# Page text:
===

“Burke shows again that he’s not just a comic genius, but also a fine dramatic writer and storyteller.” – Booklist. “Prose both scabrous and poetic.” – Publishers Weekly. “Proust meets Chandler over a pint of Guinness.” – Spectator. “Among the most memorable books of the year, of any genre.” – Sunday Times. “A hardboiled delight.” – Guardian. “Imagine Donald Westlake and Richard Stark collaborating on a screwball noir.” – Kirkus Reviews. “A cross between Raymond Chandler and Flann O’Brien.” – John Banville.

Saturday, November 28, 2009

The ‘Crime Always Pays’ Irish Crime Novel Of The Year: The Shortlist

A trumpet parp there, please, maestro …
  Last week (or maybe the week before) I posted about the inaugural but rather less than prestigious ‘Crime Always Pays’ Irish Crime Novel of the Year Award, which was, above all else, designed to remind people of how many excellent Irish crime novels were published in 2009. If memory serves (although more often than not, it stands and waits), the post involved detailing a forthcoming shortlist and what were in retrospect horribly complicated voting procedures. By which I mean, of course, that the voting would have been fairly straightforward, but the collating and counting would have been unnecessarily time-consuming for yours truly.
  Anyway, to cut a long story short, I cheated, and went with a system akin to that of the Professional Football Association’s ‘Player of the Year’ award, in which the players themselves vote on the best player. To that end, I contacted as many Irish crime writers as I know, and asked them to nominate their best Irish novels of the year, and preferably in the order of 1-2-3. Each ‘1’ vote gets 10 points, each ‘2’ vote gets five points, and a ‘3’ vote gets one point.

===

# Assigned task A:
Reproduce the passage of the Irish crime novel award post starting with "The ‘Crime Always" and going on through "for yours truly.".
# Assigned task B:
Pick up the Irish crime novel award post after its last sentence and continue it.

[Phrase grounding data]

===

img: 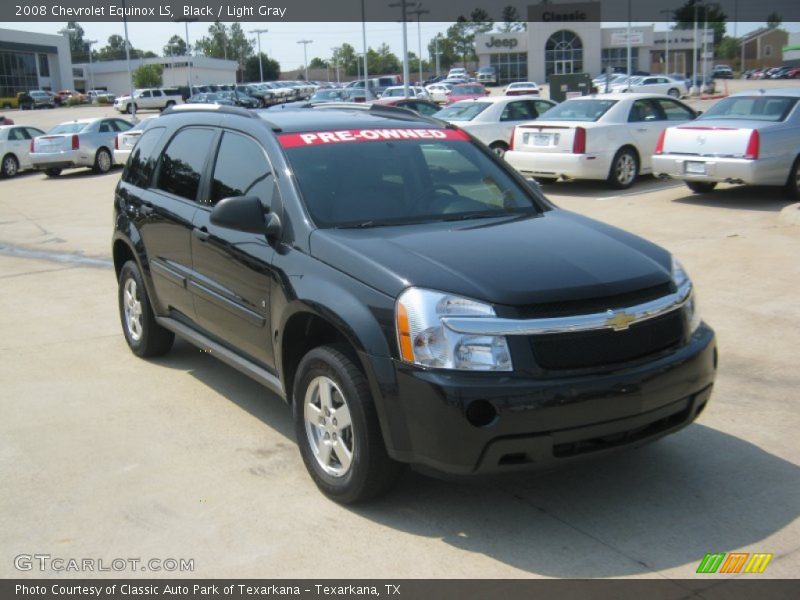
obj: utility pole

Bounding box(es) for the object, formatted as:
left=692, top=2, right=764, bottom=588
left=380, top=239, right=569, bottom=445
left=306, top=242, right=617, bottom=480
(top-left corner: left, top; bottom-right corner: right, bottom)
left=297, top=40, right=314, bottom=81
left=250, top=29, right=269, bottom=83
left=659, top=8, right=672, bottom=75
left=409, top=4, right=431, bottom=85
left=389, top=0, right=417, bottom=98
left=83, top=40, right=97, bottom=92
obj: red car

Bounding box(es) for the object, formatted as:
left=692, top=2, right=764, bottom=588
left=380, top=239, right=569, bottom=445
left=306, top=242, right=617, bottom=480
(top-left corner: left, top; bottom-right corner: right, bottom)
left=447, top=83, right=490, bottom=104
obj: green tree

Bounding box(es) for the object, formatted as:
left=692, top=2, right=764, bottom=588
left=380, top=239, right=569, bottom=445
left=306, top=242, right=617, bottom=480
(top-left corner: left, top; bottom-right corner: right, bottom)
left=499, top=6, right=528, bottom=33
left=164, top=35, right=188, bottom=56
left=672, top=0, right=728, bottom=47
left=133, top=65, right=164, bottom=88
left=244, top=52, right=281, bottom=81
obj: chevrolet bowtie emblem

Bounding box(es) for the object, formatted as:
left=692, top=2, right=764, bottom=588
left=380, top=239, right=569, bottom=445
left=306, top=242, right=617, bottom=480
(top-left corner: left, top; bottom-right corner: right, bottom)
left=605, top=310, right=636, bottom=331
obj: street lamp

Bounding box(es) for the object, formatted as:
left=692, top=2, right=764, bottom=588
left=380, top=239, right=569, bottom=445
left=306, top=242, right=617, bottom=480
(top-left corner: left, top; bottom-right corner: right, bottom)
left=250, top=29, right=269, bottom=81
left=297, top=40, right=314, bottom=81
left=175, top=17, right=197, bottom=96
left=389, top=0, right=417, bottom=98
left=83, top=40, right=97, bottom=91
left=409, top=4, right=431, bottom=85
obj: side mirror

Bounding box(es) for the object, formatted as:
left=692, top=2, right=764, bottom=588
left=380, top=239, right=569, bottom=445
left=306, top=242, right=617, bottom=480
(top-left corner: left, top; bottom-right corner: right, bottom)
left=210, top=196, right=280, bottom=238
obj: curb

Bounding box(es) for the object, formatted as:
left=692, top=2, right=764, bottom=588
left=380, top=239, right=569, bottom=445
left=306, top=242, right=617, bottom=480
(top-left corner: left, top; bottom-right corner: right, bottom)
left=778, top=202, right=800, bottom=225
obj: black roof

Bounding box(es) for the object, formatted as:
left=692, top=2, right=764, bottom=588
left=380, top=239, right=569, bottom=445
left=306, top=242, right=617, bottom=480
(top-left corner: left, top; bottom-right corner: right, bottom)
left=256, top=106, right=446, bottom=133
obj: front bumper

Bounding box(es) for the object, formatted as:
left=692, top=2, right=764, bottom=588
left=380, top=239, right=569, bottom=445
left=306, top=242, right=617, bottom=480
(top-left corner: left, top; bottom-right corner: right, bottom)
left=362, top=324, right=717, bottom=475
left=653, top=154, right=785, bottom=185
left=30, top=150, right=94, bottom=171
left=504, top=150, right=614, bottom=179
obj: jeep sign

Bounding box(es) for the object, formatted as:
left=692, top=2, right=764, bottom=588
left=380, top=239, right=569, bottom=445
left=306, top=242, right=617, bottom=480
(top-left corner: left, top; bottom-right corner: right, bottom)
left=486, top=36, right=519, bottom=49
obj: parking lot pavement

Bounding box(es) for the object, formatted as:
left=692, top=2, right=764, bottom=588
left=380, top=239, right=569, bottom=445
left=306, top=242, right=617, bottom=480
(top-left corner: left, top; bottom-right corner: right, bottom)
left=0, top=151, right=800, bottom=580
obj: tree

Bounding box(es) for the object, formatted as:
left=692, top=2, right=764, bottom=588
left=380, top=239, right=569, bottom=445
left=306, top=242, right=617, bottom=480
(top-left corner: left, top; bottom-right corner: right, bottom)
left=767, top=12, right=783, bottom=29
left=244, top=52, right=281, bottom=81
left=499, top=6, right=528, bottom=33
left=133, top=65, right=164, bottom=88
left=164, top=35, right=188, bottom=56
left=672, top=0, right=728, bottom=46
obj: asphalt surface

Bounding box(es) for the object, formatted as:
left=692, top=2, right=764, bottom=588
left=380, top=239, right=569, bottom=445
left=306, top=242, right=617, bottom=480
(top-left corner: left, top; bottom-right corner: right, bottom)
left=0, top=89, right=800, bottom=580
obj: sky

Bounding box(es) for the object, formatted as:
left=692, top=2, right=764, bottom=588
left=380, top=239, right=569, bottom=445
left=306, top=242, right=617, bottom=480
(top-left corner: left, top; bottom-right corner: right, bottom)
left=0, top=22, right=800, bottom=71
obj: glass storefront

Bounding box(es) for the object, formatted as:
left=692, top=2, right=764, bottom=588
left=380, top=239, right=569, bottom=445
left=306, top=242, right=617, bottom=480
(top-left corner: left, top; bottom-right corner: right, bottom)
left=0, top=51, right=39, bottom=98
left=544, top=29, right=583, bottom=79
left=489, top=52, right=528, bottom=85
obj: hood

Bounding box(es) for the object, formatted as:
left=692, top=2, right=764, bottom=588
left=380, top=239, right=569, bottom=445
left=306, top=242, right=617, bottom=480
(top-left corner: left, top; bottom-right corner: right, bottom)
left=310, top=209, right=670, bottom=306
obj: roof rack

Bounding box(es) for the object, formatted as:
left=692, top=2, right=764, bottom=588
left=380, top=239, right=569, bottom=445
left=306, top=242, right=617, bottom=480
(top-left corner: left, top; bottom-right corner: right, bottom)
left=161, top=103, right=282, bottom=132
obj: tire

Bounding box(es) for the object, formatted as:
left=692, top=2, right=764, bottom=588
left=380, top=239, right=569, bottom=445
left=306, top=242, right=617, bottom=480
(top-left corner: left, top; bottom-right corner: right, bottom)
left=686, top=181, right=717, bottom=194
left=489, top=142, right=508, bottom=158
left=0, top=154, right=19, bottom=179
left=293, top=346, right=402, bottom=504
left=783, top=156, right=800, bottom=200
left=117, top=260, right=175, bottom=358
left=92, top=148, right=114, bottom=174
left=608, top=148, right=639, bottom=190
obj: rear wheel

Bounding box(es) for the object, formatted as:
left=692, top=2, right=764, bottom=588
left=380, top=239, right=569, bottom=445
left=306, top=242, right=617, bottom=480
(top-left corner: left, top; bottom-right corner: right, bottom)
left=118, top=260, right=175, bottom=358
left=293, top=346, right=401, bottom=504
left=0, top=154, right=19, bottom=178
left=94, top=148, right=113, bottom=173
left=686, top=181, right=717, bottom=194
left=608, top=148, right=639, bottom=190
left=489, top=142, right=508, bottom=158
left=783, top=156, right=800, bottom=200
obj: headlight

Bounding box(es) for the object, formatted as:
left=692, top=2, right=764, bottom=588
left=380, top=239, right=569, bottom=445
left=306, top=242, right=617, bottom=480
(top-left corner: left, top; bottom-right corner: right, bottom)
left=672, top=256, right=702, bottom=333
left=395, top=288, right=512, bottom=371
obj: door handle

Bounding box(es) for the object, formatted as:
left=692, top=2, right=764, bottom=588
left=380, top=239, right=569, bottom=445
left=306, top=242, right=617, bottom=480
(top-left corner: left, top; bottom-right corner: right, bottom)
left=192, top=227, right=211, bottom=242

===

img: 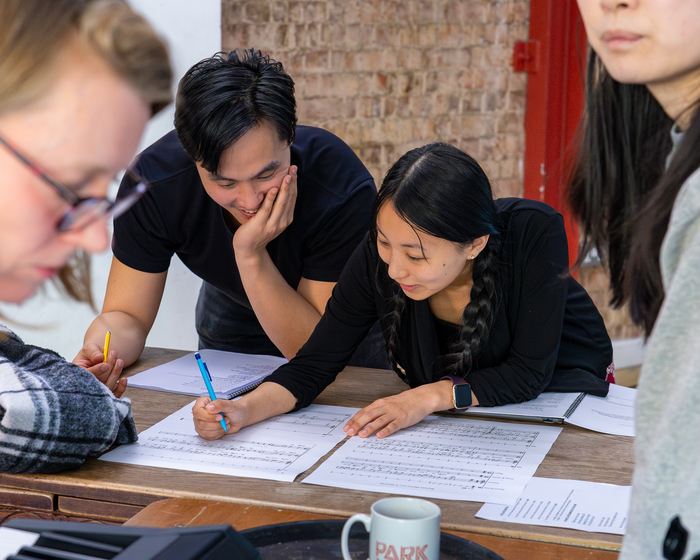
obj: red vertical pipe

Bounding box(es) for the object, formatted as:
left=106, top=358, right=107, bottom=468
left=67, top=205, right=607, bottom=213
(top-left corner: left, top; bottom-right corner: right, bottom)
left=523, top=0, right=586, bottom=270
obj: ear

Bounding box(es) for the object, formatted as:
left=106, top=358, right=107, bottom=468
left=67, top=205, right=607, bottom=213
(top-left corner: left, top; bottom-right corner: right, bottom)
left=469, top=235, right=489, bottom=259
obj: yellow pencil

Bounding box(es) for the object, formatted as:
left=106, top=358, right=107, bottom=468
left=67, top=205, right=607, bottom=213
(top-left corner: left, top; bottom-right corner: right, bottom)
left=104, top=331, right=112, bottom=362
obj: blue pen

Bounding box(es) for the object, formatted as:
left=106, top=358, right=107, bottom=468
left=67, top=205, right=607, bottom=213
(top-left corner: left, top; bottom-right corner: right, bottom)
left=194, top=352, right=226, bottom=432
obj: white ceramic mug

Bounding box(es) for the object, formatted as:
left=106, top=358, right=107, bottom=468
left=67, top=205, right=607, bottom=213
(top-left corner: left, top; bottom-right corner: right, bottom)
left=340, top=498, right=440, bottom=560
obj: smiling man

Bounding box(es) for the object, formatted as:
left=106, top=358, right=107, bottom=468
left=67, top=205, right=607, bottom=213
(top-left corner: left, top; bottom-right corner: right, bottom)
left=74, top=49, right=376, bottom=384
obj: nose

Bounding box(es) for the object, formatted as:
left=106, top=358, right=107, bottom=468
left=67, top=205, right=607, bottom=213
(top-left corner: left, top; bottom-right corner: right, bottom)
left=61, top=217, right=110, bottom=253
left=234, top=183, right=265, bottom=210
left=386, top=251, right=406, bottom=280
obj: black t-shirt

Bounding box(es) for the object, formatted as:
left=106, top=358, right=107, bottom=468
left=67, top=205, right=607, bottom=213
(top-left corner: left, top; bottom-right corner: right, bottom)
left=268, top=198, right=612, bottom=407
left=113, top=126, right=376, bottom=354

===

# Task answer A:
The ‘Crime Always Pays’ Irish Crime Novel Of The Year: The Shortlist

A trumpet parp there, please, maestro …
  Last week (or maybe the week before) I posted about the inaugural but rather less than prestigious ‘Crime Always Pays’ Irish Crime Novel of the Year Award, which was, above all else, designed to remind people of how many excellent Irish crime novels were published in 2009. If memory serves (although more often than not, it stands and waits), the post involved detailing a forthcoming shortlist and what were in retrospect horribly complicated voting procedures. By which I mean, of course, that the voting would have been fairly straightforward, but the collating and counting would have been unnecessarily time-consuming for yours truly.

# Task answer B:
  The votes are still coming in, but already a pattern has emerged. It’s tight: to date only six novels have been nominated, and the one currently in first place has 32 points, while the one in sixth place has 16 points, a very narrow spread that confirms the quality of the books involved. So – if you’re an Irish crime writer who received a ‘voting’ email, and you haven’t yet voted, please crack on. I’ll be posting the results on this coming Friday, December 4th, and your vote – yes, YOURS! – could make all the difference.
  For the non-writers among you, I’d mentioned in the original post that whoever predicted the 1-2-3 in correct order would go into a hat for a draw for a bundle of rather fine Irish crime novels. The ‘shortlist’ – aka the list of six novels already nominated – runneth thusly, in alphabetical order (by author):
John Connolly – THE LOVERS
Alan Glynn – WINTERLAND
Declan Hughes – ALL THE DEAD VOICES
Gene Kerrigan – DARK TIMES IN THE CITY
Adrian McKinty – FIFTY GRAND
Stuart Neville – THE TWELVE
  If you want to be in with a chance of winning said bundle of novels, leave your 1-2-3 predictions in the comment box below before noon on Thursday, December 3rd. Et bon chance, mes amis …
  I haven’t voted myself, by the way, and won’t be, simply because I know a few of the Irish writers at this point, and there’s a very great danger I’d be biased in favour of those.
  One last thing: I didn’t say anything in the ‘voting’ email I sent out about writers being precluded from voting for themselves, on the basis that to do so would be to insult their intelligence. Happily, no one has voted for his or her own book. Frankly, I’m not surprised.